§ **Work instructions**:
Print all of the rows below word for word, changing nothing.
** START OF Data for processing **
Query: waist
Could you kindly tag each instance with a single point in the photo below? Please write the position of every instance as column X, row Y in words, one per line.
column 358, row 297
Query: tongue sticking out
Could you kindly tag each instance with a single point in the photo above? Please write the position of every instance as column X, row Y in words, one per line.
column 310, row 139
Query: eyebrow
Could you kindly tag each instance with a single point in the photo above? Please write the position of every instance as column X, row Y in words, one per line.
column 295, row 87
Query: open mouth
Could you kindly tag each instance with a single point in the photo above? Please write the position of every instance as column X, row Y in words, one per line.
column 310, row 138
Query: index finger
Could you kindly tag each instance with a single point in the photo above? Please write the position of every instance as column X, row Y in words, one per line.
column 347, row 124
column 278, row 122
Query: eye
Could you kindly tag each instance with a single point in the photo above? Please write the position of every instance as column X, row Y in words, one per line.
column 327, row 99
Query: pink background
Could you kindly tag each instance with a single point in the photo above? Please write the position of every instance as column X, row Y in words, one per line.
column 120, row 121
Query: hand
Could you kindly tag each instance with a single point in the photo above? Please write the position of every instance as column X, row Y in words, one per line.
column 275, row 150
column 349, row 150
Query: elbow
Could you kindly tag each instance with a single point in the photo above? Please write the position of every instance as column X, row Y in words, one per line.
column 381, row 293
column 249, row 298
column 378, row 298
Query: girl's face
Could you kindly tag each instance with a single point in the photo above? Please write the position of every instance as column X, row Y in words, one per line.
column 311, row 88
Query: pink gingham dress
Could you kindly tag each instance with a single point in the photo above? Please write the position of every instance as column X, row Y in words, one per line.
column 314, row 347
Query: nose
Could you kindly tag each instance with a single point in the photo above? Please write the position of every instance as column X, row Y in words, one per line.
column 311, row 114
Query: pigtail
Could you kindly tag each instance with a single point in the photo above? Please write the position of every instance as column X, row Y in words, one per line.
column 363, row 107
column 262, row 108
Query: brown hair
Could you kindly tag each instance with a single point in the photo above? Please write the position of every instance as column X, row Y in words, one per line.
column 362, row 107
** END OF Data for processing **
§ **Complete response**:
Query: waist
Could you kindly tag each instance with a single point in the photo below? Please write the position of every instance as column X, row Y in words, one per line.
column 358, row 297
Query: tongue sticking out
Could you kindly tag each instance with a single point in the photo above? Please write the position of every instance as column X, row Y in words, one per line.
column 310, row 139
Query: eyebrow
Could you kindly tag each instance with a single point in the photo above? Please write the position of every instance as column X, row Y in words, one per line.
column 295, row 87
Query: open mouth
Could you kindly tag each instance with a single point in the photo above? Please write the position of every instance as column X, row Y in words, one per line.
column 310, row 138
Query: index finger
Could you kindly tag each instance with a single point in the photo above? Please write the position of every instance as column X, row Y in words, one per line.
column 347, row 124
column 278, row 122
Query: eye
Could you kindly tag each instance with a single point in the photo above? Please write the position of every instance as column X, row Y in words, one per line.
column 327, row 99
Query: pink background
Could you kindly tag each instance with a single point in the photo above? Please write the position of every instance as column X, row Y in words, one per line.
column 120, row 121
Query: hand
Could you kindly tag each instance with a single point in the photo above? Please write the position of every instance as column X, row Y in words, one per line.
column 275, row 150
column 349, row 150
Query: elbow
Could you kindly tag each instance with a single point in the photo above? Please write the position of every instance as column X, row Y in words, one per line.
column 381, row 293
column 249, row 298
column 378, row 298
Query: girl's face
Could you kindly tag each instance with a single point in the photo above? Please write the position of every instance as column X, row Y in words, one per line.
column 311, row 88
Query: pink gingham dress
Could you kindly tag each instance with a single point in the photo above? Please write the position of every instance as column X, row Y in words, one per line.
column 314, row 347
Query: nose
Could you kindly tag each instance with a single point in the photo above? Please write the position of every instance as column X, row Y in words, one per line.
column 311, row 114
Query: pigtail
Could you kindly tag each instance with a single point in the photo above? Please write the position of every instance as column X, row Y in words, one per line.
column 363, row 107
column 262, row 108
Query: brown hair
Could you kindly tag each instance with a single point in the photo above? Please write the position of every instance as column X, row Y in words, one per line.
column 362, row 107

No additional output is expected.